> Exercise aim
The required output is the line that contains "Could you please indicate the woman riding" and every line after it, each written out exactly, up to the end of the entries.

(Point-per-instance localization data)

★ ★ ★ ★ ★

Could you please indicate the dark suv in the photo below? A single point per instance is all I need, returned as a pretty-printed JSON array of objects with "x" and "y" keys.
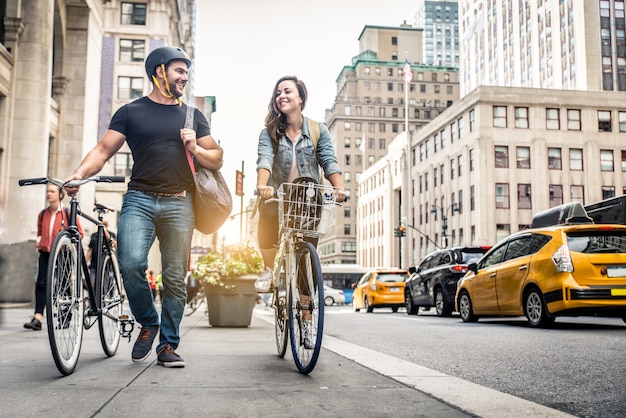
[{"x": 433, "y": 282}]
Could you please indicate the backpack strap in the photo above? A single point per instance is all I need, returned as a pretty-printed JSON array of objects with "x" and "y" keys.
[{"x": 314, "y": 131}]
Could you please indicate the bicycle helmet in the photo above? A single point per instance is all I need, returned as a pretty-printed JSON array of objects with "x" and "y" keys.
[{"x": 164, "y": 55}]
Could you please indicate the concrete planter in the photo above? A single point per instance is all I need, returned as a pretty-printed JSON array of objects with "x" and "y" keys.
[{"x": 231, "y": 307}]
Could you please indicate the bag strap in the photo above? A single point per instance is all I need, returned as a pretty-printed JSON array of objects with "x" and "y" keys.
[
  {"x": 314, "y": 131},
  {"x": 189, "y": 125}
]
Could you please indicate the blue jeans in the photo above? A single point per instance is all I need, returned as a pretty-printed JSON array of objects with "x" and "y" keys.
[{"x": 143, "y": 218}]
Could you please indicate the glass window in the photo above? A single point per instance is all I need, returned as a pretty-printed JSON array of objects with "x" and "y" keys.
[
  {"x": 575, "y": 159},
  {"x": 521, "y": 117},
  {"x": 523, "y": 157},
  {"x": 573, "y": 119},
  {"x": 502, "y": 156},
  {"x": 524, "y": 196},
  {"x": 499, "y": 116},
  {"x": 552, "y": 119},
  {"x": 502, "y": 195},
  {"x": 133, "y": 14},
  {"x": 606, "y": 160},
  {"x": 604, "y": 121},
  {"x": 556, "y": 195},
  {"x": 554, "y": 159}
]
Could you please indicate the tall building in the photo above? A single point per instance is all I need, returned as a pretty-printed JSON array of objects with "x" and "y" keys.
[
  {"x": 440, "y": 21},
  {"x": 370, "y": 109},
  {"x": 65, "y": 67},
  {"x": 534, "y": 44}
]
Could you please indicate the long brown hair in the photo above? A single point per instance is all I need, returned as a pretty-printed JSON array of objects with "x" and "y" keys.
[{"x": 275, "y": 121}]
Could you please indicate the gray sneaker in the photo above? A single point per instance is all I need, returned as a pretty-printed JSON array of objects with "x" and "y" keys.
[
  {"x": 168, "y": 358},
  {"x": 143, "y": 345},
  {"x": 264, "y": 283}
]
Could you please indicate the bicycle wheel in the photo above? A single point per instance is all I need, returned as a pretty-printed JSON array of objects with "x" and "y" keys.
[
  {"x": 64, "y": 309},
  {"x": 195, "y": 303},
  {"x": 111, "y": 304},
  {"x": 280, "y": 310},
  {"x": 306, "y": 313}
]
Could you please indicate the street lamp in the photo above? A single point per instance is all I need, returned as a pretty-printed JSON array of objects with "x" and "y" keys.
[{"x": 444, "y": 219}]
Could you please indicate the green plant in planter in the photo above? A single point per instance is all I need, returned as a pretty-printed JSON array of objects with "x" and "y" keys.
[{"x": 239, "y": 260}]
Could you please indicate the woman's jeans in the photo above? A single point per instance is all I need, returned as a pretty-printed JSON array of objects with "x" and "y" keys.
[{"x": 143, "y": 218}]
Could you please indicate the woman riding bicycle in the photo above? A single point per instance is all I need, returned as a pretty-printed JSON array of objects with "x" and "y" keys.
[{"x": 286, "y": 151}]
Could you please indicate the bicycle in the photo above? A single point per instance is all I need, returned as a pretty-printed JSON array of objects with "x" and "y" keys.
[
  {"x": 305, "y": 210},
  {"x": 68, "y": 312}
]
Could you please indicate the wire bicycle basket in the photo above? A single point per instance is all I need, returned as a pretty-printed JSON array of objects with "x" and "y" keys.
[{"x": 306, "y": 207}]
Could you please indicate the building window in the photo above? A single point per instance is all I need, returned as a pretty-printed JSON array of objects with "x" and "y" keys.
[
  {"x": 575, "y": 159},
  {"x": 606, "y": 160},
  {"x": 552, "y": 119},
  {"x": 608, "y": 192},
  {"x": 523, "y": 196},
  {"x": 521, "y": 117},
  {"x": 132, "y": 50},
  {"x": 502, "y": 156},
  {"x": 604, "y": 121},
  {"x": 554, "y": 159},
  {"x": 578, "y": 194},
  {"x": 556, "y": 195},
  {"x": 502, "y": 195},
  {"x": 123, "y": 164},
  {"x": 133, "y": 14},
  {"x": 499, "y": 116},
  {"x": 129, "y": 88},
  {"x": 523, "y": 157},
  {"x": 573, "y": 119}
]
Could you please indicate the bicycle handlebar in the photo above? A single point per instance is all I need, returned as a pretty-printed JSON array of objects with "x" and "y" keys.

★ ★ ★ ★ ★

> Problem solution
Could you please indicate the woman riding bicycle in the photo above? A single point per instance is all I need, returned as a pretty-printed JSON array of objects with "x" and "y" keys.
[{"x": 286, "y": 151}]
Could you please indicate the bicycle in the photo above? A single point per instance is all I need, returned as a pretty-printed JSON array of objects with "x" and "y" keys.
[
  {"x": 305, "y": 210},
  {"x": 68, "y": 312}
]
Could you please indicate the wire bicycle basket in the photo above? A single point per instance is all I need, returned as a pretty-printed JSON array of objects with "x" and "y" keys.
[{"x": 306, "y": 207}]
Could you please indicate the building window in the photo above? A single point per instance is all I need, returned as a pretty-printed JSON array of objects with "x" and "y" keys.
[
  {"x": 575, "y": 159},
  {"x": 606, "y": 160},
  {"x": 552, "y": 119},
  {"x": 608, "y": 192},
  {"x": 523, "y": 196},
  {"x": 521, "y": 117},
  {"x": 132, "y": 50},
  {"x": 502, "y": 156},
  {"x": 604, "y": 121},
  {"x": 554, "y": 159},
  {"x": 578, "y": 194},
  {"x": 556, "y": 195},
  {"x": 502, "y": 195},
  {"x": 123, "y": 164},
  {"x": 133, "y": 14},
  {"x": 499, "y": 116},
  {"x": 129, "y": 88},
  {"x": 523, "y": 157},
  {"x": 573, "y": 119}
]
Could you please indicate the bicycle handlebar in the photo above? A single point per instance is all I need, returned as a pretty-printed JSON array of objects with "x" and "y" keys.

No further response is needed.